## Requirement
Please copy each line of the listing that includes the string "hedge".

============

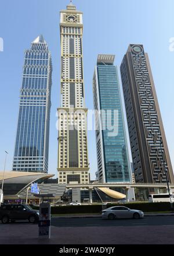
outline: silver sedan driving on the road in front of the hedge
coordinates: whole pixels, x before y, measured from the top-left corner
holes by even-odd
[[[103,219],[140,219],[144,218],[144,213],[139,210],[132,210],[125,206],[113,206],[102,211]]]

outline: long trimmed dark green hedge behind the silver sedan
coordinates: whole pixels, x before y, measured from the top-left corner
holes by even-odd
[[[119,206],[119,204],[108,204],[106,207]],[[143,212],[160,212],[171,211],[171,204],[169,202],[159,203],[127,203],[121,204],[131,209],[138,209]],[[32,206],[33,209],[38,209],[38,206]],[[52,214],[70,214],[70,213],[100,213],[102,212],[102,205],[66,205],[66,206],[52,206]]]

============

## Solution for this exercise
outline: silver sedan driving on the road in front of the hedge
outline: long trimmed dark green hedge behind the silver sedan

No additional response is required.